▶ [AIM OF THE TASK]:
Can you lay out every line of the entries below as a Markdown table with the columns No. and Text, giving each line its row number, skipping blank lines, and leaving the pictures out?

▶ [LISTED RECORDS]:
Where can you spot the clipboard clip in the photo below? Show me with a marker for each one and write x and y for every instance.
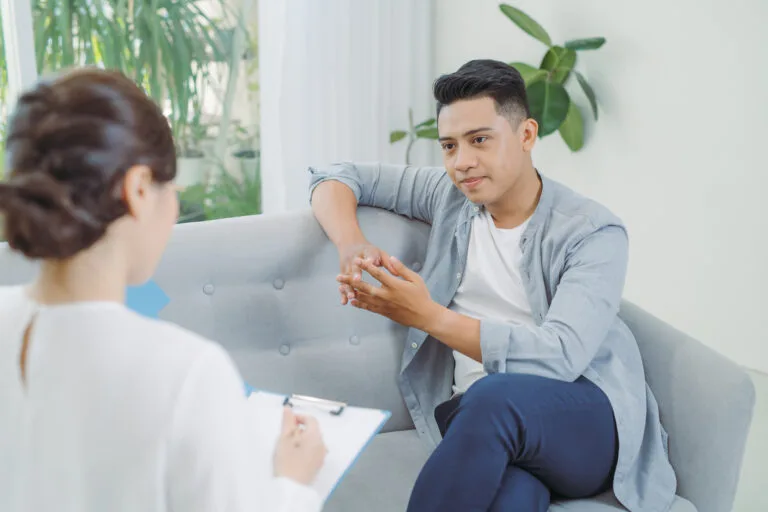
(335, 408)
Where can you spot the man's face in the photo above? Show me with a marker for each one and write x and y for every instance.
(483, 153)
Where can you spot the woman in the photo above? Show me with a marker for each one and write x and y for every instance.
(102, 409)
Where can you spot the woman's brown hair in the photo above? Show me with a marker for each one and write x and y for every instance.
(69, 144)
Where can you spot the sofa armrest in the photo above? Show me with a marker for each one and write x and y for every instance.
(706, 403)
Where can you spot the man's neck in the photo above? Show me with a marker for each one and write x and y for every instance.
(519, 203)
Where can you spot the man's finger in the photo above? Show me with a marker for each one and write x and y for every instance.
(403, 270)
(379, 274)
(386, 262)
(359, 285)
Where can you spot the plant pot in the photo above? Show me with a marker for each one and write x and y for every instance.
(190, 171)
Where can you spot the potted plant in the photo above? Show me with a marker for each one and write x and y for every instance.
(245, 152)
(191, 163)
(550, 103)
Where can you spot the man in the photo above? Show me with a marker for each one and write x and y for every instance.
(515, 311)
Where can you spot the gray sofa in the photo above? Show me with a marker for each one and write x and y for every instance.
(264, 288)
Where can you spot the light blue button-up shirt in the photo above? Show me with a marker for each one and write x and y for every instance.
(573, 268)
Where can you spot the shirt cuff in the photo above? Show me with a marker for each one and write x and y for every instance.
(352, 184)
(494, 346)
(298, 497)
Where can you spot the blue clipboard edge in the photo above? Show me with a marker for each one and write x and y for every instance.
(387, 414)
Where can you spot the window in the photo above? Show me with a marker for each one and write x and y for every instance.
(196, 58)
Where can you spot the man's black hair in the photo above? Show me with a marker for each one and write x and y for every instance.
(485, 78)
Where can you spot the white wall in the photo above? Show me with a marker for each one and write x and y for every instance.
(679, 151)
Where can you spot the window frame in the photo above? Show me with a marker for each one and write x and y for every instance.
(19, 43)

▶ [RESPONSE TO THE EXERCISE]:
| No. | Text |
|---|---|
| 1 | Where can you spot the clipboard clip in the photo below? Show me with a marker for each one and write x and y for every instance. |
| 2 | (335, 408) |
| 3 | Where can you spot the man's face in the photo above? Show me with a marker for each one and write x and y for every instance. |
| 4 | (483, 153) |
| 5 | Where can you spot the woman in the photo above? Show me with a marker for each one and write x and y for every instance. |
| 6 | (102, 409) |
| 7 | Where can you spot the woman's brown hair in the photo above? Show me with a marker for each one and write x and y for every instance. |
| 8 | (69, 144) |
| 9 | Where can you spot the sofa armrest in the photo above? Show me with a marker for each one and write x and y for every instance. |
| 10 | (706, 403) |
| 11 | Where can you spot the man's neck in the photo above? Show me with a marker for each one and write x and y for every instance. |
| 12 | (519, 203) |
| 13 | Where can you spot the man's finger in the photo above? Show me with a marker for each one and write x and y for every instance. |
| 14 | (403, 270) |
| 15 | (379, 274) |
| 16 | (386, 262) |
| 17 | (359, 285) |
| 18 | Where can you spot the plant pot in the photo above? Show me with a marker for each one and write x and y for every instance. |
| 19 | (190, 171) |
| 20 | Where can you spot the potted plant in the photo above? Show me with a marker for each one and write x and y for every instance. |
| 21 | (245, 152) |
| 22 | (191, 163) |
| 23 | (550, 103) |
| 24 | Where can you spot the man in the photo above? Show me with a marker for each one and write x and y for every instance. |
| 25 | (515, 311) |
| 26 | Where can you spot the gray sofa in the photo above? Show me with a marker for each one and write x and y for every instance. |
| 27 | (264, 288) |
| 28 | Where can you spot the light blue button-up shirt in the photo above? Show me with a marker for each one and write x and y for every instance. |
| 29 | (573, 268) |
| 30 | Where can you spot the shirt cuff in the photo above? Show me with a marker for each one and write x and y for every instance. |
| 31 | (352, 184) |
| 32 | (494, 346) |
| 33 | (298, 497) |
| 34 | Where can you spot the blue clipboard edge in the photo above? Show me with a marker for each one and write x and y for every instance. |
| 35 | (387, 414) |
| 36 | Where can you spot the window in the photo above? Show me with a marker for each one and write x and y for every instance. |
| 37 | (196, 58) |
| 38 | Where can you spot the man's black hair in the photo above? Show me with a marker for each one and write x and y for every instance. |
| 39 | (485, 78) |
| 40 | Where can you spot the white wall in the photo above? Show me with a marker for each one and write x and y for every instance. |
| 41 | (679, 151) |
| 42 | Where can you spot the window frame in the photo above? Show me with a marker for each one and write x and y for every instance. |
| 43 | (19, 43) |